** begin Page excerpt **

Should the FDA mandate the addition of “added sugars” to food labels? Or will it further confuse already confused consumers?
How often do you flip over a food package and read its nutrition facts? If you’re a food writer like me, you probably do it every single time—even on items you buy regularly—taking hours to shop for items most people spend mere minutes on. You never know when a brand is going to decide to change its ingredients, right? And sometimes I find I don’t remember what the ingredients are in some of the foods I purchase and like the reminder, especially when it comes to added sugars.
Now, the FDA is considering adding a section to the nutrition facts panel for added sugars (you know, that tiny little black and white box on the side or back of the product packaging that you have to twirl past all the pretty colors and images to get to). Current labels show sugars as a lump fact and total carbohydrates, which usually also includes fiber. It’s boring stuff unless you’re someone who gets pleasure out of serving sizes per container and “additional nutrients.”
But for most people, it’s the front of packaging that does the selling: the delicious flavor names, fiber or whole grain claims, the USDA organic logo, the word “natural,” and countless other words, images and even color schemes designed to lure us into taking that product off the shelf and placing it ever so delicately into our carts.
Sugar now though, is a serious concern. Former New York City Mayor Michael Bloomberg tried passing a ban on some soda sizes in efforts to stamp out the city’s growing obesity epidemic. Schools have phased out soft drinks and junk food from vending machines and cafeterias, and the Navajo Nation just passed the nation’s first sin tax on junk food, also in an effort to curb obesity and type 2 diabetes.

** end Page excerpt **
** begin Data lines **

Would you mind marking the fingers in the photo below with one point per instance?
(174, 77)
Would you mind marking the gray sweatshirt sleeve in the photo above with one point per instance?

** end Data lines **

▶ **Exercise requirements**:
Write out the article on added-sugar food labels above, word for word and in full.

▶ **Full answer**:
Should the FDA mandate the addition of “added sugars” to food labels? Or will it further confuse already confused consumers?
How often do you flip over a food package and read its nutrition facts? If you’re a food writer like me, you probably do it every single time—even on items you buy regularly—taking hours to shop for items most people spend mere minutes on. You never know when a brand is going to decide to change its ingredients, right? And sometimes I find I don’t remember what the ingredients are in some of the foods I purchase and like the reminder, especially when it comes to added sugars.
Now, the FDA is considering adding a section to the nutrition facts panel for added sugars (you know, that tiny little black and white box on the side or back of the product packaging that you have to twirl past all the pretty colors and images to get to). Current labels show sugars as a lump fact and total carbohydrates, which usually also includes fiber. It’s boring stuff unless you’re someone who gets pleasure out of serving sizes per container and “additional nutrients.”
But for most people, it’s the front of packaging that does the selling: the delicious flavor names, fiber or whole grain claims, the USDA organic logo, the word “natural,” and countless other words, images and even color schemes designed to lure us into taking that product off the shelf and placing it ever so delicately into our carts.
Sugar now though, is a serious concern. Former New York City Mayor Michael Bloomberg tried passing a ban on some soda sizes in efforts to stamp out the city’s growing obesity epidemic. Schools have phased out soft drinks and junk food from vending machines and cafeterias, and the Navajo Nation just passed the nation’s first sin tax on junk food, also in an effort to curb obesity and type 2 diabetes.